TO DO: Please show every line in the records below that contains the string "building".

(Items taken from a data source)
● ● ● ● ● ● ●
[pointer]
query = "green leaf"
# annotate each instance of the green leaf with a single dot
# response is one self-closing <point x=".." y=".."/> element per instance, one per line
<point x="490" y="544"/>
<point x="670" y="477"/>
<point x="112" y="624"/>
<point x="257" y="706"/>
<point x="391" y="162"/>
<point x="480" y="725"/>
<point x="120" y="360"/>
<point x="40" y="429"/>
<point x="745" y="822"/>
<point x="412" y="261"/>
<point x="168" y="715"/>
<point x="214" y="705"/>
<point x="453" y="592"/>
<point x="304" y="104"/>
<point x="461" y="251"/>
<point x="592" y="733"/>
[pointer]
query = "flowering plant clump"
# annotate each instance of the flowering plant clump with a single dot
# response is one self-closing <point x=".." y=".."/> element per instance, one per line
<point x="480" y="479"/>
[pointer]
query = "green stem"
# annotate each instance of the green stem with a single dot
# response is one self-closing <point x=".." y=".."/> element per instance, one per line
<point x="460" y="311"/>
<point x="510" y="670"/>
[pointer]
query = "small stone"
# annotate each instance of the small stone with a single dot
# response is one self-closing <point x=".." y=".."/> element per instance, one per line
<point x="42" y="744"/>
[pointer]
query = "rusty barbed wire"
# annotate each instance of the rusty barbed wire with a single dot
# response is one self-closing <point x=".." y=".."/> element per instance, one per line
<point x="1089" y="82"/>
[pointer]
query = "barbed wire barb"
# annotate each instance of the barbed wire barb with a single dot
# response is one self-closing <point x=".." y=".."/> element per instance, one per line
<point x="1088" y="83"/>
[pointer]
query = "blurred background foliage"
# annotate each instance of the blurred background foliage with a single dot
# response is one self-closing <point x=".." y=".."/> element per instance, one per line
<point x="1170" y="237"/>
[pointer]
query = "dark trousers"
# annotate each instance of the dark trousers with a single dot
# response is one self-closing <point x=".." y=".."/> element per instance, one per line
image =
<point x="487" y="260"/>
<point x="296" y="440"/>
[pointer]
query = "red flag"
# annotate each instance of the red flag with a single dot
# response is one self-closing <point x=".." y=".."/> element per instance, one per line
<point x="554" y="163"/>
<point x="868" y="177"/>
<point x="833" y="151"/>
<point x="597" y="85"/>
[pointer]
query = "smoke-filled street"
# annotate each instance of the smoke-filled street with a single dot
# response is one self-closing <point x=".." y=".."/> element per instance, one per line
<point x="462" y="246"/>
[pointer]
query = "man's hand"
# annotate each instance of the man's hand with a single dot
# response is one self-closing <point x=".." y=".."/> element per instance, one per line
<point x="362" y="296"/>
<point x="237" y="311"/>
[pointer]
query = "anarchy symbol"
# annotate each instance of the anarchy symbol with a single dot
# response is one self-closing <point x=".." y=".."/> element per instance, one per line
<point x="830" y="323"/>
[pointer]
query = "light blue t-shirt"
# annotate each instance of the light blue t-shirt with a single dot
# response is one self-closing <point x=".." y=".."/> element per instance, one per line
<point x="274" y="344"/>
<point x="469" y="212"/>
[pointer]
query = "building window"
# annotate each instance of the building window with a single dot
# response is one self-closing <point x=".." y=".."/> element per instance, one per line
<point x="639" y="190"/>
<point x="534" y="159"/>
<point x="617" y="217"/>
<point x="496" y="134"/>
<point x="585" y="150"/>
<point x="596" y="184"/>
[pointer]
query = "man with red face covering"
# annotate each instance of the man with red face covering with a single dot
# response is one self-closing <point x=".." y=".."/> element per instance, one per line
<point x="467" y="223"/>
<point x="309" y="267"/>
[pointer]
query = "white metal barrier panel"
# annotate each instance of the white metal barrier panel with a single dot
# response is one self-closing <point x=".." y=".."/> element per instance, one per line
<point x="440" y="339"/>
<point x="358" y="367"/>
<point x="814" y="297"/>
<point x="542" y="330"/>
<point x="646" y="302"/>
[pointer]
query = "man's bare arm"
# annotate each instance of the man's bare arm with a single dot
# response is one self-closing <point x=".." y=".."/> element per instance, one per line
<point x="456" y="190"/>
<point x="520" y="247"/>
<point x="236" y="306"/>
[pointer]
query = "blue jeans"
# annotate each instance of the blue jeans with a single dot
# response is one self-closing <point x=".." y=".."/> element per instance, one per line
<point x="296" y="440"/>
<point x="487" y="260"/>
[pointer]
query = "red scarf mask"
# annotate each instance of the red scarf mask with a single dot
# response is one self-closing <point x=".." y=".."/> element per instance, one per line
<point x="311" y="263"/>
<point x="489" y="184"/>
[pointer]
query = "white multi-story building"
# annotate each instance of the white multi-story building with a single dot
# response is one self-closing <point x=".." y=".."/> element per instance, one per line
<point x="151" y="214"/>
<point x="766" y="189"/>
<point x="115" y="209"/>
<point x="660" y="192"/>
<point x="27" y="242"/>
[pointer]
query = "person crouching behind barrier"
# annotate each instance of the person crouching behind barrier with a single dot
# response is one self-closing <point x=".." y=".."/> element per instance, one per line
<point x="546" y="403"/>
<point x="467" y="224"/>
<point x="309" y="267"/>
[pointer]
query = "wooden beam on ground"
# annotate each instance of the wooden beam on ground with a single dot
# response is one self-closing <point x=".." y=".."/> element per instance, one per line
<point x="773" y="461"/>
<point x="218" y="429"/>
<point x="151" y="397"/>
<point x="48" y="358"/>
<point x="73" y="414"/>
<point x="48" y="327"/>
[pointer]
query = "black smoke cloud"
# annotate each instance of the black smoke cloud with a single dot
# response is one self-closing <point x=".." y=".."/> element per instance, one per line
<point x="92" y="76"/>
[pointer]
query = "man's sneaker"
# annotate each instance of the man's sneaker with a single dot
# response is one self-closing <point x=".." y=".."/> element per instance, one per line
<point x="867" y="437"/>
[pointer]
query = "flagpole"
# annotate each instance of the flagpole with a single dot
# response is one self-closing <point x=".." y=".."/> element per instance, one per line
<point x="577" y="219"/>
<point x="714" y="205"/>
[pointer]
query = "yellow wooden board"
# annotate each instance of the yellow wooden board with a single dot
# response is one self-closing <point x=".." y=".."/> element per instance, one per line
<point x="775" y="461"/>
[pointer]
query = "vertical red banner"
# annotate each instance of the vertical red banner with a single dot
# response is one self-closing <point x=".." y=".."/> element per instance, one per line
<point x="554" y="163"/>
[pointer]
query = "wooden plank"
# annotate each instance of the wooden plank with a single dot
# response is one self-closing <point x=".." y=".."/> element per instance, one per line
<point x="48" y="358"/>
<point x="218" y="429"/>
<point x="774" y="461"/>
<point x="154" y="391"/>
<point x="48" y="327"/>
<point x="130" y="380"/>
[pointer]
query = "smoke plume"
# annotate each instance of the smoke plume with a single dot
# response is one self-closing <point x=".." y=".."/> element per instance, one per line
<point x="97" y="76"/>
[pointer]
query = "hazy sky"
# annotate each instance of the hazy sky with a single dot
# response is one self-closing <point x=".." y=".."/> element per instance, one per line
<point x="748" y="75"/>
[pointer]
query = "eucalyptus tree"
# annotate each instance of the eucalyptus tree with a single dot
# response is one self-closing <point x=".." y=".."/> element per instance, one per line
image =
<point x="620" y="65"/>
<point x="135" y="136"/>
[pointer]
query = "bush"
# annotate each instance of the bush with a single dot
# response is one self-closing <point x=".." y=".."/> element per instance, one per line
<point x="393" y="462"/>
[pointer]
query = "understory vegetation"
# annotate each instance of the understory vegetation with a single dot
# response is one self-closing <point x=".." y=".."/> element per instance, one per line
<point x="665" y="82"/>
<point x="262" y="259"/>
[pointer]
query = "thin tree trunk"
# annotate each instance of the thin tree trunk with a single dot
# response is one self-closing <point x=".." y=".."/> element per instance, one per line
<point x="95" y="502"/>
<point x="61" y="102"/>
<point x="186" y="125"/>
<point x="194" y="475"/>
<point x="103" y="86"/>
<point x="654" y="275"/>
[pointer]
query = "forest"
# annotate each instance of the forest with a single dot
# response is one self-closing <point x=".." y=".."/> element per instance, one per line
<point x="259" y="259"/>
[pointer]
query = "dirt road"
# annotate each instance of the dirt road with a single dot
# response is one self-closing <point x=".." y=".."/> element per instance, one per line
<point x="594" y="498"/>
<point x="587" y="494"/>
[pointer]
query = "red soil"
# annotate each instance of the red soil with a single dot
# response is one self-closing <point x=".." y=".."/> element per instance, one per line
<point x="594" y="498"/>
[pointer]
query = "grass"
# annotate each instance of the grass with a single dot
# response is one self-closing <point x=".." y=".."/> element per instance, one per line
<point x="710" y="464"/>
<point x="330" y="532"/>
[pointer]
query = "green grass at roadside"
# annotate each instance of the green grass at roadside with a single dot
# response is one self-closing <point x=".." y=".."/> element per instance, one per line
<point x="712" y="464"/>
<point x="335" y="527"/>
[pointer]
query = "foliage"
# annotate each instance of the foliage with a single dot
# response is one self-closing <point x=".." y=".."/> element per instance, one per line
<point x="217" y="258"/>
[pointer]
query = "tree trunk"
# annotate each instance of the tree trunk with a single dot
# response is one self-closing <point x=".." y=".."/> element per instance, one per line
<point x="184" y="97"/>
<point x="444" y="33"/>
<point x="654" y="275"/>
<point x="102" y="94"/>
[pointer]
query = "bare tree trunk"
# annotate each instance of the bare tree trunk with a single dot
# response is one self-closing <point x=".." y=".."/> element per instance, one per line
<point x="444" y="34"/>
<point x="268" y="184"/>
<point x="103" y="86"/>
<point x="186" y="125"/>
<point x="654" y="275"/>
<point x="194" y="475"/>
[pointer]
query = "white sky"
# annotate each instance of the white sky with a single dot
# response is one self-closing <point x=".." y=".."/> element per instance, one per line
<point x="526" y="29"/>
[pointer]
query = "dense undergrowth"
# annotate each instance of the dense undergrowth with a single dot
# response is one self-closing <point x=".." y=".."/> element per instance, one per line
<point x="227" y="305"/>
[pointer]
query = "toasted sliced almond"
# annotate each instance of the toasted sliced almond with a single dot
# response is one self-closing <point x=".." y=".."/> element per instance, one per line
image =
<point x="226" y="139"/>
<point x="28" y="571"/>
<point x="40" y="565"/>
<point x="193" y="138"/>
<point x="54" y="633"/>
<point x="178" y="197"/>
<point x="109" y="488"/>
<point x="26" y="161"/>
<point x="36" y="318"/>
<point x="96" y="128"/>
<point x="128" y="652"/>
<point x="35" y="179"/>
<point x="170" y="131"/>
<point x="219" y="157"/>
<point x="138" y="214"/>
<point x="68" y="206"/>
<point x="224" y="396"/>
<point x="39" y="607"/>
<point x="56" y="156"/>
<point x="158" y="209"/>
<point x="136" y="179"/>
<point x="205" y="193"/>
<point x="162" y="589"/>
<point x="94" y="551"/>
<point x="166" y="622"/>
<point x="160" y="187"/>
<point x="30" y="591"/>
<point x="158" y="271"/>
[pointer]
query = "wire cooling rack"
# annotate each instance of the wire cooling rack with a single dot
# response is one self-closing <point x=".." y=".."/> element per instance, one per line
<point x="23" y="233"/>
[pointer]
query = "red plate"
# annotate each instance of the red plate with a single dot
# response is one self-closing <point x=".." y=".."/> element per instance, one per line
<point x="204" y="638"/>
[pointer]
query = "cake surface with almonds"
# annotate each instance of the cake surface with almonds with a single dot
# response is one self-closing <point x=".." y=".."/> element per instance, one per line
● ● ● ● ● ● ●
RESULT OF THE EXERCISE:
query = "building window"
# annotate each instance of the building window with a single dot
query = "white multi-story building"
# annotate each instance of the white multi-story building with a single dot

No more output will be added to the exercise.